**What is being asked**.
Every record listed below should be copied exactly.

**Extracted information**.
──────

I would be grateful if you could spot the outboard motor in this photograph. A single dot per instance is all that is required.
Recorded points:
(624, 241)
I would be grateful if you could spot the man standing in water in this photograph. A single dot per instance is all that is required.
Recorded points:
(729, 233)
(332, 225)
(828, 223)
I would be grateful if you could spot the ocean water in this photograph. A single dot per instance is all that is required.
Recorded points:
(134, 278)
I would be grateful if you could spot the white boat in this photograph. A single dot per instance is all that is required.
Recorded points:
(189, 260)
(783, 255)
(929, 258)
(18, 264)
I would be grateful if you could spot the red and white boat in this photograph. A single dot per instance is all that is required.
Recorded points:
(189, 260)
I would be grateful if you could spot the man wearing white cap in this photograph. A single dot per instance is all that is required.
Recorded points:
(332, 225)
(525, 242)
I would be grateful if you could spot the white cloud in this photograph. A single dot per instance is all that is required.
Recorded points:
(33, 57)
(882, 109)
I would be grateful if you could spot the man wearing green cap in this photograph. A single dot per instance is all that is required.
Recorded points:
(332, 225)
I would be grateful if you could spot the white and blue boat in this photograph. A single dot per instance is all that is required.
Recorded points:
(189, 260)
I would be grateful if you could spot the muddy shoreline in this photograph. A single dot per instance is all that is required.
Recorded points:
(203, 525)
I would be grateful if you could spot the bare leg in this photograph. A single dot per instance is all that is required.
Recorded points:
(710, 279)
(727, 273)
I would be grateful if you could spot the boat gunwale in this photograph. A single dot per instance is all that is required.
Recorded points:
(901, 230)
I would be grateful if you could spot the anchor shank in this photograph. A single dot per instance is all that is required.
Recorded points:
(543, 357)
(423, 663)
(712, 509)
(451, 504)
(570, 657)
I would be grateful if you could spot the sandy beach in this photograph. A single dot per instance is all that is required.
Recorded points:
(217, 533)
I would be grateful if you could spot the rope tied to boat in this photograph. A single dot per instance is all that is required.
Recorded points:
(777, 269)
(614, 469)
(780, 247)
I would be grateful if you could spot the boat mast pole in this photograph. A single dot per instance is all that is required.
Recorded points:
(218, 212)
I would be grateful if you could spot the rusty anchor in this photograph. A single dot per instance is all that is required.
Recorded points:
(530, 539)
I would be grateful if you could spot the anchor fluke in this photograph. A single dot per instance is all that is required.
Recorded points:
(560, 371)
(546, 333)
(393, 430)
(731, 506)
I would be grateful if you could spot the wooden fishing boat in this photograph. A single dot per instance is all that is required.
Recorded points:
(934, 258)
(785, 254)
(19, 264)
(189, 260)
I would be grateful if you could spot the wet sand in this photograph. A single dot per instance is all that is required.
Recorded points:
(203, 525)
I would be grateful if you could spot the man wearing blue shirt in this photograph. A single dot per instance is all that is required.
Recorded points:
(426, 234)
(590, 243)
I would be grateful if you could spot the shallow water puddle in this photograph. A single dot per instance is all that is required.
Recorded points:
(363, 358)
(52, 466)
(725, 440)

──────

**Your response**.
I would be grateful if you could spot the outboard motor in this photograph. A single dot per instance is all that is required.
Recorded points:
(624, 241)
I would be grateful if you could spot the man standing in water in this photograph. A single dot per instance is all that is required.
Recorded points:
(729, 233)
(332, 225)
(828, 223)
I would be grateful if you could spot the ocean water in this photograph. A single dot per instance is all that is required.
Recorded points:
(134, 278)
I would be grateful if you could spot the white boat in this photograph. A single dot per instance is all that is required.
Recorded points:
(189, 260)
(783, 255)
(929, 258)
(18, 264)
I would be grateful if you could spot the red and white boat in this photograph. A single dot per instance is all that is required.
Recorded points:
(189, 260)
I would be grateful if you could spot the man wearing white cap in this photograph. A single dot per instance is all that is required.
Recorded points:
(332, 225)
(525, 242)
I would be grateful if you could spot the white cloud in this photograph. A single dot per instance is all that is required.
Recorded points:
(33, 57)
(882, 109)
I would be grateful if you could spot the man wearing green cap in this photograph. A single dot per instance is all that is required.
Recorded points:
(332, 225)
I would be grateful if you could spot the white and blue boat in this photograph. A single dot per instance is all that is required.
Recorded points:
(189, 260)
I would be grateful if you could spot the muddy shoreline in this photograph. A single dot per instance is all that is required.
Recorded points:
(203, 525)
I would be grateful if you could spot the bare leg in this photograph. A single dot per instance is all that is required.
Recorded points:
(710, 279)
(727, 273)
I would be grateful if you could spot the boat gunwale in this photograph. A single dot per instance is all that is required.
Recorded points:
(901, 230)
I would be grateful if you could spot the anchor shank in this photograph. A single dot per instance is all that is required.
Recorded points:
(543, 357)
(423, 663)
(712, 509)
(451, 504)
(570, 657)
I would be grateful if you could spot the sandy beach in this photograph. A single dot per instance is all that is required.
Recorded points:
(217, 533)
I would be grateful if you could spot the rope tied to boat in this photograph. A single dot per instance is all that is required.
Recorded points:
(777, 269)
(614, 469)
(780, 247)
I would be grateful if you could spot the boat mast pole in this photograph. A single dot per instance is all that is required.
Recorded points:
(218, 212)
I would be grateful if you could spot the rusty anchor in this photograph. A single dot per instance is all that is required.
Recorded points:
(530, 539)
I would be grateful if you could spot the anchor fluke in this photograph. A single dot per instance is all that is required.
Recorded points:
(560, 371)
(546, 333)
(393, 430)
(731, 506)
I would be grateful if you could spot the wooden fishing boat in this photograph. A single dot per instance is all that is required.
Recorded points:
(934, 258)
(785, 254)
(19, 264)
(189, 260)
I would be grateful if you could spot the wet sand in this photograph. A single dot per instance is all that is required.
Recorded points:
(203, 525)
I would be grateful if you could spot the man wearing blue shirt in this photograph. A single dot per instance is all that is required.
Recorded points:
(426, 234)
(590, 243)
I would be grateful if you could spot the shallow water puddle in this photograph. A single dot per instance is all that is required.
Recorded points:
(363, 358)
(52, 466)
(725, 440)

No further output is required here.